> **Task goal**
Copy out exactly each line from the line with "the jet engine" through the last line of the material below.

> **Records supplied**

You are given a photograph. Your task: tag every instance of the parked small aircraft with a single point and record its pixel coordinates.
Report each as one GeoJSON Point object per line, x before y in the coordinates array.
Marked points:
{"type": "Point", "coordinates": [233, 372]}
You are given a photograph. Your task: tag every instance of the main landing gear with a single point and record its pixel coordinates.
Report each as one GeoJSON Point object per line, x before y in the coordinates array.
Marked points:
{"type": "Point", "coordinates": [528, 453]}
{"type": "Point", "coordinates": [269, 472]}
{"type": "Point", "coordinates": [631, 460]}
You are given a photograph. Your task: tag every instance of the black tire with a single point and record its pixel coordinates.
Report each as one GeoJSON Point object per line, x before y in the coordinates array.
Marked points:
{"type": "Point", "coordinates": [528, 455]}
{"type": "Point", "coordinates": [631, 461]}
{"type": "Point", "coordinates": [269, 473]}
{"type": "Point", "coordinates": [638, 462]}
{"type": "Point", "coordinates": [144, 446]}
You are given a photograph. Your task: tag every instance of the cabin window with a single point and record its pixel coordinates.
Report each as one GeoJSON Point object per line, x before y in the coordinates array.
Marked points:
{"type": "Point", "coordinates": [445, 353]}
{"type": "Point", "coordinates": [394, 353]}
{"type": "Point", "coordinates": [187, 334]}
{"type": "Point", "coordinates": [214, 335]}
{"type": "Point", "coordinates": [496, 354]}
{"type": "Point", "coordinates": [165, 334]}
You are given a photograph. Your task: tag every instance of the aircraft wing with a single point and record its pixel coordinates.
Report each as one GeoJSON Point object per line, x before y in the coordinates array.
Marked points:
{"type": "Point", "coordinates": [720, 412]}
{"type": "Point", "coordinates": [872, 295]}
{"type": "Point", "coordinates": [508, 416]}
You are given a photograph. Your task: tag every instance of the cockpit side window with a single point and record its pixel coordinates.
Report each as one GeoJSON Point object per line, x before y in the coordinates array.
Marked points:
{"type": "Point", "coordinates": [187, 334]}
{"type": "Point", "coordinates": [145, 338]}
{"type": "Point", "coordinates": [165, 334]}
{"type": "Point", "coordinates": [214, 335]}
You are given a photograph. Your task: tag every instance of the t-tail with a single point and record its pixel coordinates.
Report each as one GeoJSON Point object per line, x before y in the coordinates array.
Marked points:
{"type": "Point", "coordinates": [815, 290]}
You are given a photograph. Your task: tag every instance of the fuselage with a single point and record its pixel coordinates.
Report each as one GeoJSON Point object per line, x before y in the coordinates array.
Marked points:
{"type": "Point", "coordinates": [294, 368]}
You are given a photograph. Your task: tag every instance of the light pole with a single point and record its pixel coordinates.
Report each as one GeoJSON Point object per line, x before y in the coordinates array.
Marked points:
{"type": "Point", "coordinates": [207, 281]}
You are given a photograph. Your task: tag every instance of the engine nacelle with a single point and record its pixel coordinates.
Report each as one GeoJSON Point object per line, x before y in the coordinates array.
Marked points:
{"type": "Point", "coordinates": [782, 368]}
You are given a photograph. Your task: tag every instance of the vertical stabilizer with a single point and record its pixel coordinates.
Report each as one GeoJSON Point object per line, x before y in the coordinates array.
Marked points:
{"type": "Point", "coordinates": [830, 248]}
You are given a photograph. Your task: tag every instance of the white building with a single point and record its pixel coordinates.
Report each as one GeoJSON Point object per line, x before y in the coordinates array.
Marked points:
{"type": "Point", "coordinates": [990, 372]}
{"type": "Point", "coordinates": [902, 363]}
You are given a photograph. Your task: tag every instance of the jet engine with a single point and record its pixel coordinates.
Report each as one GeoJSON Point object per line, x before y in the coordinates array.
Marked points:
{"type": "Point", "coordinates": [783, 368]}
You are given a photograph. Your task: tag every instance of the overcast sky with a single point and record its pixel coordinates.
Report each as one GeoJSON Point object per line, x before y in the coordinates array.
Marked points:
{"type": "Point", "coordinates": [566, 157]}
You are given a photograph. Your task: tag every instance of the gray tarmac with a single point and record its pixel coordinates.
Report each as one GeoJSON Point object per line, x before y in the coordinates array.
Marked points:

> **Complete answer**
You are given a photograph. Your task: tag every instance of the jet engine with a single point and record its pixel coordinates.
Report each as one GeoJSON Point object per line, x before y in the coordinates array.
Marked points:
{"type": "Point", "coordinates": [783, 368]}
You are given a photograph. Your task: tag every instance of the overcast sky with a single point and record its pixel coordinates.
Report each as one GeoJSON Point object per line, x before y in the coordinates array.
Marked points:
{"type": "Point", "coordinates": [566, 157]}
You are given a photograph. Your task: tag every instance of the gray tarmac with a single point and record its pixel coordinates.
Report each as one GeoJSON Point object per line, x before y in the coordinates array.
Marked points:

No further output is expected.